What is being asked
Pull out everything from the start of the listing below down to the line that contains "[517,121,570,194]", including that line. Reproduce those lines without any changes and give nothing else.

[Records from a data collection]
=======

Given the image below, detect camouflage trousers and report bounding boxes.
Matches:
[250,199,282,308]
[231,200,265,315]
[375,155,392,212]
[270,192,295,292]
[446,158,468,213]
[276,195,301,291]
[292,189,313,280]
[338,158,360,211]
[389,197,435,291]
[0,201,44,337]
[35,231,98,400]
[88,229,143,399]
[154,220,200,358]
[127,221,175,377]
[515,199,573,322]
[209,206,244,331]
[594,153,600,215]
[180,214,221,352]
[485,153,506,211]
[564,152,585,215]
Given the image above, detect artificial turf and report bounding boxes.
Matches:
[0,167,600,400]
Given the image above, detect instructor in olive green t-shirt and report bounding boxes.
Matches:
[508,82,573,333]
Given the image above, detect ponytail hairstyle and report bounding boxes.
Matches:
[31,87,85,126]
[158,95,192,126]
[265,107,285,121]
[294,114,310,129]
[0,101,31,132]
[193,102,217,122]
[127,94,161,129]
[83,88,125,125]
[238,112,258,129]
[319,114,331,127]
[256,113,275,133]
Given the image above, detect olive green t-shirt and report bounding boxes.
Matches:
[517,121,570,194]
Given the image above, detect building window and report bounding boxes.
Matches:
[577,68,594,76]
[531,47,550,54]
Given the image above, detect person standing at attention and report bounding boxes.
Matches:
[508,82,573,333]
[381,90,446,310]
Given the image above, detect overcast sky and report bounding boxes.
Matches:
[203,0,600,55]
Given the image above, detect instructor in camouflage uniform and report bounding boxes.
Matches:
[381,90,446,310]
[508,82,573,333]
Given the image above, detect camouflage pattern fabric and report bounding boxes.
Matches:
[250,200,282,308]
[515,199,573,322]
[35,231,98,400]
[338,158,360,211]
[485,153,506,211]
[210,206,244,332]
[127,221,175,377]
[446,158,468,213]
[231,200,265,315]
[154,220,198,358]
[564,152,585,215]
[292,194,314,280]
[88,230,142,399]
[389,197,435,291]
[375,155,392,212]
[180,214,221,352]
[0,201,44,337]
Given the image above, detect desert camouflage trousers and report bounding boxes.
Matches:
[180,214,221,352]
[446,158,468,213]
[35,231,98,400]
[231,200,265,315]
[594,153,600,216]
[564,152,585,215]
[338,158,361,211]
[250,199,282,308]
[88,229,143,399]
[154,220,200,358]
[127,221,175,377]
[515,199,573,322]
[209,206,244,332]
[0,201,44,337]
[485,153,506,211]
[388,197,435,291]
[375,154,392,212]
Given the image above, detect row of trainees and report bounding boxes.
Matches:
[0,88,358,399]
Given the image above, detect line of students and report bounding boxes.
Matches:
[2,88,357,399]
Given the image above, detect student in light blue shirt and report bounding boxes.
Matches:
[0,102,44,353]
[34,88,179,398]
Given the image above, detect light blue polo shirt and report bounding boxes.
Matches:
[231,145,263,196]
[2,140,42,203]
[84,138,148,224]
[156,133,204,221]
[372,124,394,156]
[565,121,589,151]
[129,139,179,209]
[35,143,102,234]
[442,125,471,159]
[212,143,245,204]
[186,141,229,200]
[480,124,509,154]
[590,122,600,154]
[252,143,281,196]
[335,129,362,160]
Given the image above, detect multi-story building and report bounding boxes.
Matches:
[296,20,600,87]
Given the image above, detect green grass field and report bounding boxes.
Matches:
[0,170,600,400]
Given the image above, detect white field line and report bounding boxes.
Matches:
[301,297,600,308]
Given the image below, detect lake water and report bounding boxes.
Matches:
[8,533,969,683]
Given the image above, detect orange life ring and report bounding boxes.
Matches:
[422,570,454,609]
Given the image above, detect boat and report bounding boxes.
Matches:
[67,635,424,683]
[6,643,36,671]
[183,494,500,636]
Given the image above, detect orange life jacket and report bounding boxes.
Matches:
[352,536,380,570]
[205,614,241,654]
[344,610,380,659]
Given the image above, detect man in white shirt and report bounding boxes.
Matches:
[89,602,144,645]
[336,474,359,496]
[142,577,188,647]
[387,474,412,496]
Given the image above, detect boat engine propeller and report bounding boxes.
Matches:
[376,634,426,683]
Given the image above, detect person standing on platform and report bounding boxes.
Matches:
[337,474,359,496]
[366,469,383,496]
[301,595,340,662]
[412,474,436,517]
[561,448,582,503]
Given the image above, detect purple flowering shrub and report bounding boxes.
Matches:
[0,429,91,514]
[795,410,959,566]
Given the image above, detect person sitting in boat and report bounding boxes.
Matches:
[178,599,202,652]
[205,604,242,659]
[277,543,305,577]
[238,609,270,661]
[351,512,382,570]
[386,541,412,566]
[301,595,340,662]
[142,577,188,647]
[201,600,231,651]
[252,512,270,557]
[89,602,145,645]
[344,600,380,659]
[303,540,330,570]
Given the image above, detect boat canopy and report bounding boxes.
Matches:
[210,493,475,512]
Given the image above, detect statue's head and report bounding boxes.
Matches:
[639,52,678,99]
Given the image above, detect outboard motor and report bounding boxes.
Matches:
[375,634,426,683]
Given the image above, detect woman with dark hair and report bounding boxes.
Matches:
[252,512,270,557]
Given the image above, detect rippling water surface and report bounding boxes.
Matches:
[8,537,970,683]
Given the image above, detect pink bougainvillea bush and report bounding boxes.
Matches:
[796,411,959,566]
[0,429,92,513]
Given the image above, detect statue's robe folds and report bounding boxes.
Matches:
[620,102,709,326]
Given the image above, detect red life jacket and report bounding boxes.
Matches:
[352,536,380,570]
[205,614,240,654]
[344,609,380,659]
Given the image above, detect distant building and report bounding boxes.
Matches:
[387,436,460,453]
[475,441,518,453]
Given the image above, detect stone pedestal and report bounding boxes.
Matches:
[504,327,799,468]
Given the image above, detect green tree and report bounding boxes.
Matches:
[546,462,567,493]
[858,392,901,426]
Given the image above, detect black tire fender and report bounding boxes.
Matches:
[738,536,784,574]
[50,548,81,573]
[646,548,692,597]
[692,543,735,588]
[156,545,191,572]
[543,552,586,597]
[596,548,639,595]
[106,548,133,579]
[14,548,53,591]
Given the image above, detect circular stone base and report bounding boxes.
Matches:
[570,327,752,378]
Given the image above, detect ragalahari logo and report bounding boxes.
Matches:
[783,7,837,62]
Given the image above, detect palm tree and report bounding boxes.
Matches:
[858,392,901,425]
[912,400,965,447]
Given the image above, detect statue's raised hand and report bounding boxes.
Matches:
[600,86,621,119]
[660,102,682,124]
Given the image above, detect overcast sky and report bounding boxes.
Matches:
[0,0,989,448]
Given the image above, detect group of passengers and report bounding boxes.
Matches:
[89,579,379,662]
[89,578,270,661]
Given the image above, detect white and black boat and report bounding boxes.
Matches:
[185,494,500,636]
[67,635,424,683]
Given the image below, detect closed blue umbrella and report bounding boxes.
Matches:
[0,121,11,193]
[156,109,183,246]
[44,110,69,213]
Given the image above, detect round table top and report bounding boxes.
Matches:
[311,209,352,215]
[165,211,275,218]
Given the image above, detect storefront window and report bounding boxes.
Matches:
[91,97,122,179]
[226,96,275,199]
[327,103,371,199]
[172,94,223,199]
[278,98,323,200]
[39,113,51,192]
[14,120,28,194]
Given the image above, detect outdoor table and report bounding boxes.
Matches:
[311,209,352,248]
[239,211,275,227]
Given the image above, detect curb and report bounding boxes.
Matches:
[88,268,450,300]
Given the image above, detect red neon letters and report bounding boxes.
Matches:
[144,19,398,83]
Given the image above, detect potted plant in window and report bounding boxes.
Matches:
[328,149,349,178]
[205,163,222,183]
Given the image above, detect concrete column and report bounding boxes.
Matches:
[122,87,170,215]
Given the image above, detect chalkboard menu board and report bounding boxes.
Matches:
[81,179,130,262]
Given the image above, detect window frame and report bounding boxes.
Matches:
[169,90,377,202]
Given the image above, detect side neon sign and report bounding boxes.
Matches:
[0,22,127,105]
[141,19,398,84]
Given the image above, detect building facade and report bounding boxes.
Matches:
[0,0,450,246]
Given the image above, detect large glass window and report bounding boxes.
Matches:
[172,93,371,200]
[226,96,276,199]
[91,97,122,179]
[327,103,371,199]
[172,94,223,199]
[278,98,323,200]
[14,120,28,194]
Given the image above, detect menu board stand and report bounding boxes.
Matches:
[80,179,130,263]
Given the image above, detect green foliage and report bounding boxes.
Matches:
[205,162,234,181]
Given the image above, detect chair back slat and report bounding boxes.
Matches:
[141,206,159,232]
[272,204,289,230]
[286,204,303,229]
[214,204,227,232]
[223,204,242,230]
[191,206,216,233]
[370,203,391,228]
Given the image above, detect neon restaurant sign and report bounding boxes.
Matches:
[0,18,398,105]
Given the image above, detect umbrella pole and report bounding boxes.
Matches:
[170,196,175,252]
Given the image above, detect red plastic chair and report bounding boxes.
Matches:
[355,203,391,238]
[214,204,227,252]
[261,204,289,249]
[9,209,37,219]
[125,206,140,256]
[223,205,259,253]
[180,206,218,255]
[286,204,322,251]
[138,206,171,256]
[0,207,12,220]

=======

Answer
Given the image below, detect camouflage trousers and report bounding boxes.
Matches:
[250,199,282,308]
[231,200,265,315]
[375,155,392,212]
[270,192,295,292]
[446,158,468,213]
[276,195,301,291]
[292,189,313,280]
[338,158,360,211]
[389,197,435,291]
[0,201,44,337]
[35,231,98,400]
[88,229,143,399]
[154,220,200,358]
[127,221,175,377]
[515,199,573,322]
[209,206,244,331]
[594,153,600,215]
[180,214,221,352]
[485,153,506,211]
[564,152,585,215]
Given the image above, detect artificial turf and report bounding boxes.
Matches:
[0,167,600,400]
Given the image above, detect instructor in olive green t-shirt and report bounding boxes.
Matches:
[508,82,573,333]
Given the image above, detect ponytail hairstyle and report bounding boxes.
Matches:
[31,87,85,126]
[158,95,192,126]
[265,107,285,121]
[294,114,310,129]
[0,101,31,132]
[193,102,217,122]
[127,94,161,129]
[83,88,125,125]
[238,112,258,129]
[319,114,331,127]
[256,113,275,133]
Given the image above, detect olive green t-shirt and report bounding boxes.
Matches:
[517,121,570,194]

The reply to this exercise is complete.